(Stored dataset items)
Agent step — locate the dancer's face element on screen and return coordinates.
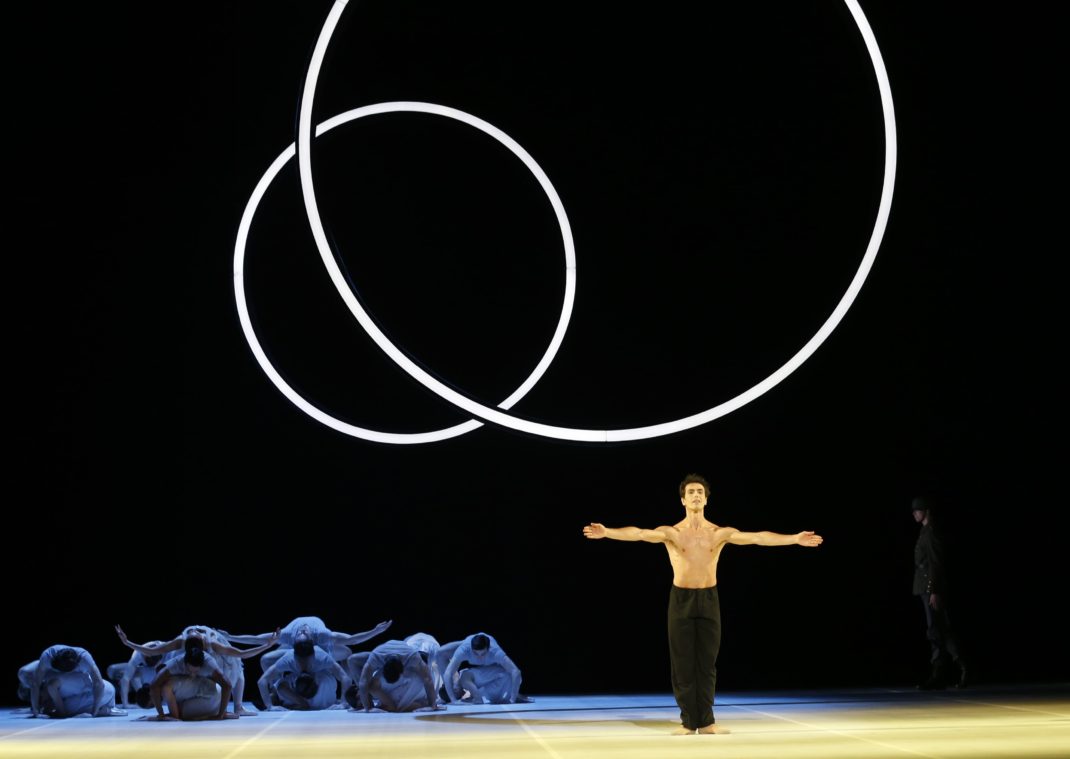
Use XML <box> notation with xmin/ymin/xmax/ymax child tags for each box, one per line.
<box><xmin>679</xmin><ymin>483</ymin><xmax>707</xmax><ymax>512</ymax></box>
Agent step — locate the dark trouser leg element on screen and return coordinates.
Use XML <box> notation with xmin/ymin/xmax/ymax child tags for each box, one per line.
<box><xmin>669</xmin><ymin>586</ymin><xmax>721</xmax><ymax>730</ymax></box>
<box><xmin>694</xmin><ymin>588</ymin><xmax>721</xmax><ymax>727</ymax></box>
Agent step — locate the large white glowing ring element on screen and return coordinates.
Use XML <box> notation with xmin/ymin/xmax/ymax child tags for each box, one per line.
<box><xmin>286</xmin><ymin>0</ymin><xmax>896</xmax><ymax>442</ymax></box>
<box><xmin>235</xmin><ymin>0</ymin><xmax>897</xmax><ymax>442</ymax></box>
<box><xmin>234</xmin><ymin>103</ymin><xmax>576</xmax><ymax>443</ymax></box>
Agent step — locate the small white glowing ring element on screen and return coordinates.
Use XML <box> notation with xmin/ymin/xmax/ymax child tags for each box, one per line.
<box><xmin>234</xmin><ymin>103</ymin><xmax>576</xmax><ymax>443</ymax></box>
<box><xmin>286</xmin><ymin>0</ymin><xmax>896</xmax><ymax>442</ymax></box>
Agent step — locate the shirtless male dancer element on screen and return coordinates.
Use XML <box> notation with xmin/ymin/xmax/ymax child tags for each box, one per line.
<box><xmin>583</xmin><ymin>474</ymin><xmax>822</xmax><ymax>735</ymax></box>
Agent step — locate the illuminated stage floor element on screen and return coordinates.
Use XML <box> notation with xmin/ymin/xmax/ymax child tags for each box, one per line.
<box><xmin>0</xmin><ymin>684</ymin><xmax>1070</xmax><ymax>759</ymax></box>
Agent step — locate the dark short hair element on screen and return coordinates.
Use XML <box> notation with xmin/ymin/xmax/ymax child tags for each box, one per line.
<box><xmin>182</xmin><ymin>638</ymin><xmax>204</xmax><ymax>667</ymax></box>
<box><xmin>293</xmin><ymin>672</ymin><xmax>320</xmax><ymax>698</ymax></box>
<box><xmin>383</xmin><ymin>654</ymin><xmax>404</xmax><ymax>683</ymax></box>
<box><xmin>679</xmin><ymin>473</ymin><xmax>709</xmax><ymax>498</ymax></box>
<box><xmin>52</xmin><ymin>648</ymin><xmax>81</xmax><ymax>672</ymax></box>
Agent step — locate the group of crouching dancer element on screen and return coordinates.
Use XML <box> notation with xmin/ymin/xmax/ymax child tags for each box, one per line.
<box><xmin>18</xmin><ymin>617</ymin><xmax>531</xmax><ymax>720</ymax></box>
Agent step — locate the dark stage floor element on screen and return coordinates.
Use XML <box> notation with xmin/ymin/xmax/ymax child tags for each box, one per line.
<box><xmin>0</xmin><ymin>683</ymin><xmax>1070</xmax><ymax>759</ymax></box>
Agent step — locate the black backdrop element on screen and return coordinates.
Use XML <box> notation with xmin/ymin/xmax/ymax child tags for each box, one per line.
<box><xmin>4</xmin><ymin>1</ymin><xmax>1068</xmax><ymax>706</ymax></box>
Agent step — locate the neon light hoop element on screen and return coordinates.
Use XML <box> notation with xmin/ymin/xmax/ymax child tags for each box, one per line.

→ PROBLEM TO SOLVE:
Rewrite the material from the line with "Agent step — locate the neon" through the end of the records, putting "glowing neon ring" in place of "neon light hoop" and leaving everything else unchanged.

→ RESPONSE TO THE EXERCISE:
Agent step — locate the glowing neon ring element on screen and return coordinates.
Use XML <box> notation with xmin/ymin/xmax/ymax child tags for each box, one per line.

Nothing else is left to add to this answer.